- _WHAT YOU WILL DO_:
Set down each entry exactly as it stands, without altering a single character.
-------- TASK DATA
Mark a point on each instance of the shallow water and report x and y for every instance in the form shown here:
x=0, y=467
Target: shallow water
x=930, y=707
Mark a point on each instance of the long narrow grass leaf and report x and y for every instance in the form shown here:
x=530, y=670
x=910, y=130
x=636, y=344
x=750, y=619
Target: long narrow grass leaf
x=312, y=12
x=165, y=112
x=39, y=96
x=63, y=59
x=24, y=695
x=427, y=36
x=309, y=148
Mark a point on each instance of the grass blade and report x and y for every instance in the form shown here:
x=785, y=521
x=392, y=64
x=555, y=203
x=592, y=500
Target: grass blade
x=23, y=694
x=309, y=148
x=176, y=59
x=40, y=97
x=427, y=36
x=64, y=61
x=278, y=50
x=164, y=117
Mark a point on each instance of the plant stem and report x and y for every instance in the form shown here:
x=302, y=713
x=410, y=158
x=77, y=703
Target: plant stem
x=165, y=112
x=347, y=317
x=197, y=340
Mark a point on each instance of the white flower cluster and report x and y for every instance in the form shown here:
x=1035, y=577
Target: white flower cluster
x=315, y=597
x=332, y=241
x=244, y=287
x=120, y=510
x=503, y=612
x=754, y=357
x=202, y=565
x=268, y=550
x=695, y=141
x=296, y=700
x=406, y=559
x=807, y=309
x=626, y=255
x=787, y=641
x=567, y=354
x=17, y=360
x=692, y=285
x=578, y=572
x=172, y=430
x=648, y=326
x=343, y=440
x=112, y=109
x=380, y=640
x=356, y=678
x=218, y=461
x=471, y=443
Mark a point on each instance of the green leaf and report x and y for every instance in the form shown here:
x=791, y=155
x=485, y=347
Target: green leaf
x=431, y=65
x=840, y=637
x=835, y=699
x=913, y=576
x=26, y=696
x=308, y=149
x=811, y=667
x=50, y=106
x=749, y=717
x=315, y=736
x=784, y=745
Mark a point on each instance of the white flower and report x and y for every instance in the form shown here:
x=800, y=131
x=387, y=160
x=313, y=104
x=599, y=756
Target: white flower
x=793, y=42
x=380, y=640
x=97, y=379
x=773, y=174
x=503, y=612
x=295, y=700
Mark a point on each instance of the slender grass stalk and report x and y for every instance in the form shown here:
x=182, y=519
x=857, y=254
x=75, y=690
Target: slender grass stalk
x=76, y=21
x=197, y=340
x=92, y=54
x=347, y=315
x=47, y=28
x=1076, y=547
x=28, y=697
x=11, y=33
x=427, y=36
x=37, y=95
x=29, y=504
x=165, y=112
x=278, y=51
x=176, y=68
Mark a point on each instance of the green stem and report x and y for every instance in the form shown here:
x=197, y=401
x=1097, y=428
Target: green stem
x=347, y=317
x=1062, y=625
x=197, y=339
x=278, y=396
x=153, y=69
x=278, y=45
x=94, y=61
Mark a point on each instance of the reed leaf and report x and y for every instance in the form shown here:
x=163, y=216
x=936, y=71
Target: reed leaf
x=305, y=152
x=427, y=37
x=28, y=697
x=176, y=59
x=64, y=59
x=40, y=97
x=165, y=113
----------------
- _TASK OUTPUT_:
Mark a point on each instance of the shallow water and report x and y for every instance in the form shown here:
x=0, y=467
Target: shallow water
x=930, y=707
Mark a point on each instance of the long narrow grass leaf and report x and y for every instance in the form shown here:
x=530, y=670
x=910, y=130
x=636, y=344
x=750, y=619
Target: long narrow grass leaf
x=312, y=12
x=165, y=112
x=39, y=96
x=63, y=59
x=24, y=695
x=427, y=36
x=309, y=148
Mark a point on each instance of the grass blade and report x and y for every instance in the form shown here:
x=785, y=521
x=392, y=64
x=555, y=203
x=592, y=500
Target: grass blade
x=23, y=694
x=309, y=148
x=176, y=59
x=40, y=97
x=427, y=36
x=64, y=61
x=278, y=50
x=164, y=117
Mark a point on each instance of the plant stem and report x and y for every instance in the form shown here:
x=302, y=713
x=410, y=158
x=77, y=703
Target: plant stem
x=165, y=112
x=347, y=317
x=197, y=340
Mark a point on each instance of the white flower cluster and report x and y for every instance in the form shown here:
x=1035, y=577
Target: white flower cluster
x=315, y=597
x=332, y=241
x=244, y=287
x=120, y=510
x=503, y=612
x=754, y=357
x=202, y=565
x=268, y=550
x=695, y=141
x=296, y=700
x=406, y=559
x=807, y=309
x=626, y=255
x=787, y=641
x=567, y=354
x=17, y=360
x=692, y=285
x=578, y=572
x=172, y=430
x=648, y=326
x=343, y=440
x=112, y=109
x=380, y=640
x=356, y=678
x=218, y=461
x=471, y=443
Mark a point on each instance of the green leaf and report x and y for every instance in the form shown here:
x=791, y=155
x=485, y=347
Target: green leaf
x=431, y=65
x=840, y=637
x=835, y=699
x=913, y=576
x=26, y=696
x=308, y=149
x=811, y=667
x=50, y=106
x=749, y=717
x=315, y=736
x=784, y=745
Mark a point on each instance of the white flower and report x and y for every instance in the form shown here:
x=800, y=131
x=387, y=160
x=313, y=104
x=599, y=756
Target: white flower
x=793, y=42
x=380, y=640
x=97, y=379
x=773, y=174
x=503, y=612
x=295, y=700
Mark a point on each instance of the slender grass stalk and report x and y for every instance in the form shown here:
x=182, y=519
x=857, y=254
x=75, y=690
Target: slender grass stalk
x=76, y=21
x=197, y=340
x=92, y=54
x=347, y=315
x=47, y=28
x=1076, y=547
x=28, y=697
x=11, y=33
x=427, y=36
x=37, y=95
x=29, y=504
x=165, y=112
x=278, y=51
x=176, y=68
Mark a point on each instance of the green stem and report x and y for every instance in the form shown here:
x=197, y=401
x=1097, y=428
Target: green stem
x=347, y=317
x=1062, y=625
x=197, y=339
x=278, y=396
x=153, y=69
x=278, y=45
x=94, y=61
Mark a point on each instance of the reed leaf and report x and y for every instance in the form shown here:
x=163, y=216
x=936, y=71
Target: reed leaf
x=305, y=152
x=427, y=37
x=28, y=697
x=176, y=59
x=64, y=59
x=40, y=97
x=165, y=113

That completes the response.